--- Do zrobienia ---
Wypisz z poniższych wpisów wszystkie wiersze, w których pojawia się słowo „Target”. Wielkość liter ma znaczenie.

══ Dane ══

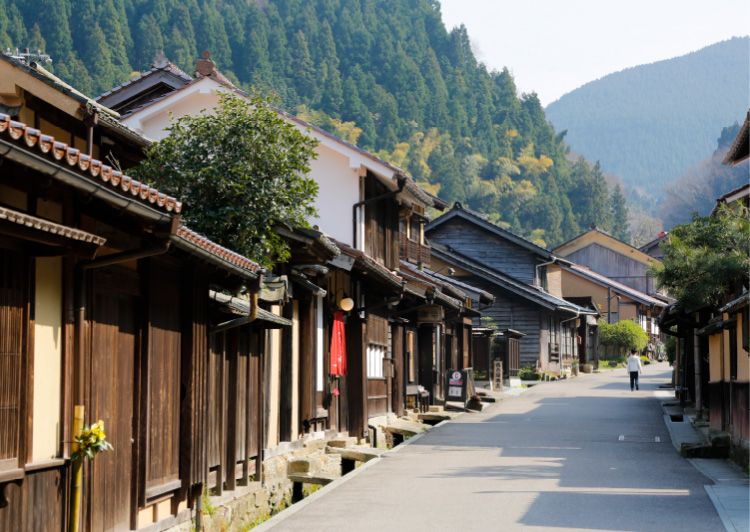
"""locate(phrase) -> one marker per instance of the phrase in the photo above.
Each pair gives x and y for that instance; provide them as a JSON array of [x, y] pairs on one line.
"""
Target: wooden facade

═══
══ Dane ══

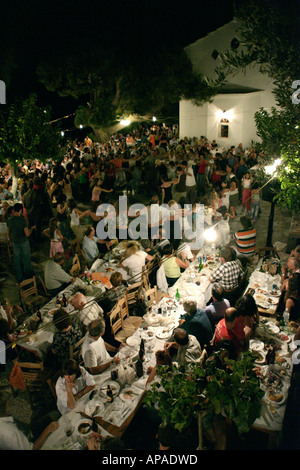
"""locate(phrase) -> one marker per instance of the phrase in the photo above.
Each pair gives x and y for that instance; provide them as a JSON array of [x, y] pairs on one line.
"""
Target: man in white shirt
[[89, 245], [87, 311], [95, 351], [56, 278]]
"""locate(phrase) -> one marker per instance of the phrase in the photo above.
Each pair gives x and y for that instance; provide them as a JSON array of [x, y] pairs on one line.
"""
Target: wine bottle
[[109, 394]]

═══
══ Dane ══

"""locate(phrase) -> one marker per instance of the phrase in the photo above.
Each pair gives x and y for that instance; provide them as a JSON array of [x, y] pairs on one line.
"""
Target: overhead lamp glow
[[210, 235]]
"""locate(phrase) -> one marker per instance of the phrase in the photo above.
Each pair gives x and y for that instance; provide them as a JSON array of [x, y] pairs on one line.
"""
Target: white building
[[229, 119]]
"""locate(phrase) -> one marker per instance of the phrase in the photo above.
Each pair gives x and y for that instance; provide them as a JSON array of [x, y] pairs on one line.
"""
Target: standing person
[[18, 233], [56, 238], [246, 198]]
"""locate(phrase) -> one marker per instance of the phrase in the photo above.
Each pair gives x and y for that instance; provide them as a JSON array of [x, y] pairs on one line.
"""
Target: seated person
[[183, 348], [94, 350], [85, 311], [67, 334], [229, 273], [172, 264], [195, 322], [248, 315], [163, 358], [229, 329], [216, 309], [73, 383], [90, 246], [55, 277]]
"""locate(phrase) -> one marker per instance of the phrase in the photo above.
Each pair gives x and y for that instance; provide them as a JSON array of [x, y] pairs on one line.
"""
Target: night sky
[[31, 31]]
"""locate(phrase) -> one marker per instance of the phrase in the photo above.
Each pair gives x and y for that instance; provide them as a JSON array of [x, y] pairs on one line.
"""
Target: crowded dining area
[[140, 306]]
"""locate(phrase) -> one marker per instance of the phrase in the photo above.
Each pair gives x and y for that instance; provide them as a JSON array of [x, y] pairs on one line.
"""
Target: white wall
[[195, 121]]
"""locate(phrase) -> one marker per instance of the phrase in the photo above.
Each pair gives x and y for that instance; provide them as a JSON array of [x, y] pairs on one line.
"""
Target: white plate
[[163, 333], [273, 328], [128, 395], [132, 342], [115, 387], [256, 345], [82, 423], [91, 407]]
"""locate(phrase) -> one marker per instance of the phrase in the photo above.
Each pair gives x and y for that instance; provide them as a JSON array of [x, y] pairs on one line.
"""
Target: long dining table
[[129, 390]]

═══

--- Rozwiązanie ---
Target: wooden facade
Target: man in white shirt
Target: wine bottle
Target: overhead lamp glow
Target: white building
Target: standing person
Target: seated person
Target: night sky
Target: crowded dining area
Target: white wall
Target: white plate
Target: long dining table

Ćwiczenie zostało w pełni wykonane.